◆ Set problem
Write out exactly the lines running from the line that includes "Spot the woman in white" to the end of the data, both ends included, and nothing besides.

Data items:
++++++++

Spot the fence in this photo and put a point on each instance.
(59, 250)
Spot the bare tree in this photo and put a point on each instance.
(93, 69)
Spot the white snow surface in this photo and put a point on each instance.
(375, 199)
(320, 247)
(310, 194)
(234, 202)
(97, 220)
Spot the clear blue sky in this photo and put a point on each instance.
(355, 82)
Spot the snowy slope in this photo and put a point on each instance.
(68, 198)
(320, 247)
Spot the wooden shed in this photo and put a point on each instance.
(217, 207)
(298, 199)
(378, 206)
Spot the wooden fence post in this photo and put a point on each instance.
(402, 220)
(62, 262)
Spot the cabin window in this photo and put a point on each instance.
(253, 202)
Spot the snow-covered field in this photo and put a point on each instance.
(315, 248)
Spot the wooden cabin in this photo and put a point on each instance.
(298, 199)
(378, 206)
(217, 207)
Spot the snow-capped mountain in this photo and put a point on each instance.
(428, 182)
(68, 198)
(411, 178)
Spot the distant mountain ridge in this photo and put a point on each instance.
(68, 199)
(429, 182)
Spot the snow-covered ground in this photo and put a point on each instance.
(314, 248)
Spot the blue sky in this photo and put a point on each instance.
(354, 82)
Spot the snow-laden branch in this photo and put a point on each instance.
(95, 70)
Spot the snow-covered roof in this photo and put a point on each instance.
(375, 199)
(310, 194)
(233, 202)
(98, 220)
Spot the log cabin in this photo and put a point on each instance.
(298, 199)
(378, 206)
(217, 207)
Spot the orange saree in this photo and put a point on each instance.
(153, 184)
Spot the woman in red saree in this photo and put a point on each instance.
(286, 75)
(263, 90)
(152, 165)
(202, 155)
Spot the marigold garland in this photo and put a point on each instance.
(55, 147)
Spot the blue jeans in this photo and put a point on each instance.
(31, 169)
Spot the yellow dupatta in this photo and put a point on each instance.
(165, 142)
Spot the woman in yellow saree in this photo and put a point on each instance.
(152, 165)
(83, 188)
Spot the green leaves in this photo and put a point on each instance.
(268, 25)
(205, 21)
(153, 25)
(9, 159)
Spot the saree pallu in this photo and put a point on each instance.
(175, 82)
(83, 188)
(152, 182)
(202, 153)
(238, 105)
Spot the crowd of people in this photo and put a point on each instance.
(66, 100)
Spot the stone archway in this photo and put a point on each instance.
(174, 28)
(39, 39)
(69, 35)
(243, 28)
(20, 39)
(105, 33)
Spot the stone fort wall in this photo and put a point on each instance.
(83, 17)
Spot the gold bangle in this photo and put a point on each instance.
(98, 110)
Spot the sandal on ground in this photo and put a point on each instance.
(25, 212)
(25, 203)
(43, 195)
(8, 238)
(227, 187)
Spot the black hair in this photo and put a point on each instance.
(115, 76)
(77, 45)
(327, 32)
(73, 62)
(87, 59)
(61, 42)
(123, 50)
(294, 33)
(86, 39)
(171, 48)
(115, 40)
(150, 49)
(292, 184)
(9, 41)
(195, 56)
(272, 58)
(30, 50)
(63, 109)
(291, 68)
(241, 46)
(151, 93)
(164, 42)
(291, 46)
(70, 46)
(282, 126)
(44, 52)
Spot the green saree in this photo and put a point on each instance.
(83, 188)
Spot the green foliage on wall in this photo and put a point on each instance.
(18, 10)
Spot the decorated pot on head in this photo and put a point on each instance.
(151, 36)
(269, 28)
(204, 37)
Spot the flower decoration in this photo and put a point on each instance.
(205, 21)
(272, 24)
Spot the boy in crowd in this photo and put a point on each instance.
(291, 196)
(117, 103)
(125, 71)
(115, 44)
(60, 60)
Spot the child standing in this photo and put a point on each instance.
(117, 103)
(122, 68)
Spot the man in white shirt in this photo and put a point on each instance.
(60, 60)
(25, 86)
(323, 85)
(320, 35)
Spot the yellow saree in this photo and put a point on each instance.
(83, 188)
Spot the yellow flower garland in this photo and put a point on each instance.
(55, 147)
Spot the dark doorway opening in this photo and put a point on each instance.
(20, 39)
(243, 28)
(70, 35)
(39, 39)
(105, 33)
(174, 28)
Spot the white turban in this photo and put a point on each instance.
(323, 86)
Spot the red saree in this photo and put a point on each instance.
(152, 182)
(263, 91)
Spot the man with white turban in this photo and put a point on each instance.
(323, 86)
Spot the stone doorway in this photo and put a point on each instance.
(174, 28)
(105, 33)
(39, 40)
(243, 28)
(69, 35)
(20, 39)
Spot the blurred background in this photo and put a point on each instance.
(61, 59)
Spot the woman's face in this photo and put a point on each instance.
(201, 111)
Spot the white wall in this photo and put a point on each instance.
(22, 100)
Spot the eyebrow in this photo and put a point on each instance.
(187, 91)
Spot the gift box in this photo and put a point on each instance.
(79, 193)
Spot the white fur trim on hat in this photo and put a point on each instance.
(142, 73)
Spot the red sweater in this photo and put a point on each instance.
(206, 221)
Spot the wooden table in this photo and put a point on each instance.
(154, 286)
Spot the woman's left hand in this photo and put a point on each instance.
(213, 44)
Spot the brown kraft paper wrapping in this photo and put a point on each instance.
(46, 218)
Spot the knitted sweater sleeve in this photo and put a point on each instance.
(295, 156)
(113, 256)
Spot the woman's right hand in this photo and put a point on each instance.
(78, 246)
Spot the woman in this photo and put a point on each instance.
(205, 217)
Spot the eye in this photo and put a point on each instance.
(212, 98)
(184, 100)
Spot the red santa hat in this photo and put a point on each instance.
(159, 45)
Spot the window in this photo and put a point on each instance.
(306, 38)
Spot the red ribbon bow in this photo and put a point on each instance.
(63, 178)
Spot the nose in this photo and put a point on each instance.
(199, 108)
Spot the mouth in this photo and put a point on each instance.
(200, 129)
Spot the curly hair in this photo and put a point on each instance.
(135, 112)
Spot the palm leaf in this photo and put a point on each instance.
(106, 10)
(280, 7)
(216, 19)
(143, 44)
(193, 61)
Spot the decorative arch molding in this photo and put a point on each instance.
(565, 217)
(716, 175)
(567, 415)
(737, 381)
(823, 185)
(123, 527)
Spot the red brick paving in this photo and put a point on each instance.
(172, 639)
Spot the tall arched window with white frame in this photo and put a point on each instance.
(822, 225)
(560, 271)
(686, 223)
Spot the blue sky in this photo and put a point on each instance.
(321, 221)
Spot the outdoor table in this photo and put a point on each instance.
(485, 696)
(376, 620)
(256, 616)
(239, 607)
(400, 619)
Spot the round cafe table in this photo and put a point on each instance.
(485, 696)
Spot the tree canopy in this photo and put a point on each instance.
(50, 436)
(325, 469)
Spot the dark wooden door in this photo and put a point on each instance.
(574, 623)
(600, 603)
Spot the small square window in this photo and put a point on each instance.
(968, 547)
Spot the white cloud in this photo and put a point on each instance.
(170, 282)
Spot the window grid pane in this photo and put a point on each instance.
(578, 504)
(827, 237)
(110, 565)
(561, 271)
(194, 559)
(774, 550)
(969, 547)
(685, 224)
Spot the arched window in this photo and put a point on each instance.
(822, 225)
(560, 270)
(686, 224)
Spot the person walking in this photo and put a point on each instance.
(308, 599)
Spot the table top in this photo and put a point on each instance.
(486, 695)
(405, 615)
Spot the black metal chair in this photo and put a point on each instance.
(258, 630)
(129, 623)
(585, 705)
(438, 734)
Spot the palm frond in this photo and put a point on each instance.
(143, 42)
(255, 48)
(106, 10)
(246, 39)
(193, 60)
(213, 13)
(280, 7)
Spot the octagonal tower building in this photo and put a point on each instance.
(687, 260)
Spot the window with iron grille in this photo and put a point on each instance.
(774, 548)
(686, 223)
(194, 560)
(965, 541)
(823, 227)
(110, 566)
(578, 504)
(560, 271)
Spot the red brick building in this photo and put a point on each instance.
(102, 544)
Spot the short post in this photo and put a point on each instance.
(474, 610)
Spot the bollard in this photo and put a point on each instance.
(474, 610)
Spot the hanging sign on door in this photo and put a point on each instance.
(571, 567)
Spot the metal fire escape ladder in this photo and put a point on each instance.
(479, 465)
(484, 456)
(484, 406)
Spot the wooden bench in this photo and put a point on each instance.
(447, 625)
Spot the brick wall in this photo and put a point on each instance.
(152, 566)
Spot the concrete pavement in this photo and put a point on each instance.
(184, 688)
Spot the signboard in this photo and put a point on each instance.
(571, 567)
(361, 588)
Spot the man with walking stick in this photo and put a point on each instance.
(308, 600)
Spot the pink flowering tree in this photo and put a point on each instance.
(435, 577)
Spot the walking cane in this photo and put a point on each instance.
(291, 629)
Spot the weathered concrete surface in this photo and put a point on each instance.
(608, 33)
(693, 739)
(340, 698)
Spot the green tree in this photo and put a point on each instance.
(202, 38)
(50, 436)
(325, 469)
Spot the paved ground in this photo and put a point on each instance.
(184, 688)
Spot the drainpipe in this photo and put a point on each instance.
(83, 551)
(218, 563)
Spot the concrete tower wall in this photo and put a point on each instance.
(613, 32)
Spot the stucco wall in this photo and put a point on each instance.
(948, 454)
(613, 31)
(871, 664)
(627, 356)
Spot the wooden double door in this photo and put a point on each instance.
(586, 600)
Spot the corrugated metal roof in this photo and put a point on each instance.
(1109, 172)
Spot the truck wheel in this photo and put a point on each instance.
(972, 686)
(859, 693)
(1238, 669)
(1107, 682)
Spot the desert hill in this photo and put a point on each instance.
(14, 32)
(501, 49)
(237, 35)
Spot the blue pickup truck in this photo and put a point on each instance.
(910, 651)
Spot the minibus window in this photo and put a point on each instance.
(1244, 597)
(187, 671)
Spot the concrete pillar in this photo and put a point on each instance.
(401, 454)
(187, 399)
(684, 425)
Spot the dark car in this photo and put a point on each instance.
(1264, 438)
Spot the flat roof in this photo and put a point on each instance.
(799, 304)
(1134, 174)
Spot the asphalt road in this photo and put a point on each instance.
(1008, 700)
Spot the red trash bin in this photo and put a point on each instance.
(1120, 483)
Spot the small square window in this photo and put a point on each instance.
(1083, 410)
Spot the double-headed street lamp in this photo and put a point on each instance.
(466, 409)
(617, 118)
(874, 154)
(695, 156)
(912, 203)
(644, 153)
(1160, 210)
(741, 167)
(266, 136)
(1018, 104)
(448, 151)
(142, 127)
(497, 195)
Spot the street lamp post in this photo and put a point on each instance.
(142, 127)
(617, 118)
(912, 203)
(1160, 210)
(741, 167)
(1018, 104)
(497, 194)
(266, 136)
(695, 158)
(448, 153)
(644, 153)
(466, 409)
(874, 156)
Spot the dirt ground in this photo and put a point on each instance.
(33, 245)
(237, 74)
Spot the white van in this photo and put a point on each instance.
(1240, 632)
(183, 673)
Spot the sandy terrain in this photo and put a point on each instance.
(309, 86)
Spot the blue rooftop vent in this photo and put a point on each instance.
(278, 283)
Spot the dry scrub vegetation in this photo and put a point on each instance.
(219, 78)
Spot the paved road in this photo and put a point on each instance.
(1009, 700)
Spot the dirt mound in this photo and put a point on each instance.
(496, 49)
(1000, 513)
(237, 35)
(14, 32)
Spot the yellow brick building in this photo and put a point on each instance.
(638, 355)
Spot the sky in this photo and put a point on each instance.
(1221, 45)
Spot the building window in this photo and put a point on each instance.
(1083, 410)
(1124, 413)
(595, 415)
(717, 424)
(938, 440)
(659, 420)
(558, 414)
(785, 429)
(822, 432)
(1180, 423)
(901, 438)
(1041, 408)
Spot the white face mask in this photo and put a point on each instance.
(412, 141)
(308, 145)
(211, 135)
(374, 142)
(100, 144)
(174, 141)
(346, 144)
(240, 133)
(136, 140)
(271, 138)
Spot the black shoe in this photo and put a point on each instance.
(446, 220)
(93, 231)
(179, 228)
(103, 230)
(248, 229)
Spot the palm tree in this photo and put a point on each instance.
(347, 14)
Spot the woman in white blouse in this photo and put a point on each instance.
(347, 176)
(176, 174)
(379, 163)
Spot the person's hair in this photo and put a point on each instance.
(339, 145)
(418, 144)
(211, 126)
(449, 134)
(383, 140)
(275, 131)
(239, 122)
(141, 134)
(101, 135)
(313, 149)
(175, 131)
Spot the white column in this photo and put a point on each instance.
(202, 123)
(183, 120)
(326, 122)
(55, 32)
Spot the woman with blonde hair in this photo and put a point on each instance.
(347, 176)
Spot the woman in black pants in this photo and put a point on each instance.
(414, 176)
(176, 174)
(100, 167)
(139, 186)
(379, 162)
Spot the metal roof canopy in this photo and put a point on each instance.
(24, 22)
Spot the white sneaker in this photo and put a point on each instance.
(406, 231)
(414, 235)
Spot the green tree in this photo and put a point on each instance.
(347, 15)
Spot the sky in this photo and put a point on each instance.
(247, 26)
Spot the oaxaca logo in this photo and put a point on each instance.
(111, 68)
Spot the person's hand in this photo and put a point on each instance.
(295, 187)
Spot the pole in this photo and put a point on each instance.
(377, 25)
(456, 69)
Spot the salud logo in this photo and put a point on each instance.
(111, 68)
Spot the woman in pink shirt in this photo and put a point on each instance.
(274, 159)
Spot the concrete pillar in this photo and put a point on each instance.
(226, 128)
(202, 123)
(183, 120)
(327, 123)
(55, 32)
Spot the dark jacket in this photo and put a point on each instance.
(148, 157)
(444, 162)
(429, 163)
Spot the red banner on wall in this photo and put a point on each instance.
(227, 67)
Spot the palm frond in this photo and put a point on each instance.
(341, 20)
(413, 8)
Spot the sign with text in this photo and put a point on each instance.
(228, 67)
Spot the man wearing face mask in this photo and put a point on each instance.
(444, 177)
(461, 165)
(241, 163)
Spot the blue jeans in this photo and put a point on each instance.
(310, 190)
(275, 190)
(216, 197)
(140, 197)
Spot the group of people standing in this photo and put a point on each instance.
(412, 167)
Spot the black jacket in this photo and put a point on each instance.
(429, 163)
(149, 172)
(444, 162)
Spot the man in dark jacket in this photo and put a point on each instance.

++++++++

◆ Reply to the exercise
Spot the woman in white blouse in this photo and put a point on each instance.
(347, 176)
(176, 174)
(379, 163)
Spot the person's hair in this photo and put a point on each instance.
(339, 145)
(418, 144)
(211, 126)
(449, 134)
(383, 140)
(275, 131)
(239, 122)
(141, 134)
(101, 135)
(313, 149)
(175, 131)
Spot the white column in this photo and put a point on each instance.
(202, 123)
(183, 120)
(326, 122)
(55, 32)
Spot the woman with blonde hair in this photo and put a point on each instance.
(347, 176)
Spot the woman in black pants in this photo and put a point on each instance.
(414, 176)
(176, 174)
(100, 167)
(139, 186)
(379, 162)
Spot the metal roof canopy in this photo and put a point on each instance.
(24, 22)
Spot the white sneaker in this photo and put a point on each instance.
(406, 231)
(414, 235)
Spot the green tree in this photo and put a point on each instance.
(347, 15)
Spot the sky in this photo and put a point on each instance.
(247, 26)
Spot the oaxaca logo in this photo and put a point on each instance.
(111, 68)
Spot the person's hand in this photo and put a point on each instance.
(295, 187)
Spot the pole in this photo and put a point on each instance.
(377, 25)
(456, 69)
Spot the salud logo in this photo and put a point on each instance.
(111, 68)
Spot the woman in pink shirt in this photo and put a point on each instance.
(274, 159)
Spot the concrete pillar in this photo and put a point on each instance.
(226, 128)
(202, 123)
(183, 120)
(327, 123)
(55, 32)
Spot the dark jacket in this photo and put a point on each instance.
(148, 157)
(444, 162)
(429, 163)
Spot the red banner on wall in this photo and put a point on each instance.
(227, 67)
Spot the palm frond in this photo and put a point on each instance.
(341, 20)
(413, 8)
Spot the sign with text in this photo and put a point on each instance.
(228, 67)
Spot the man wearing face mask in this photo and put a point on each instance.
(444, 177)
(461, 165)
(241, 163)
Spot the blue jeans in this photo and put a point on each instance.
(310, 190)
(275, 190)
(216, 197)
(140, 197)
Spot the group of people standing in this photo and put a point on each instance.
(412, 167)
Spot the black jacket in this photo and put a point on each instance.
(429, 163)
(149, 172)
(444, 162)
Spot the man in dark jacket in this photo and put a point on each instance.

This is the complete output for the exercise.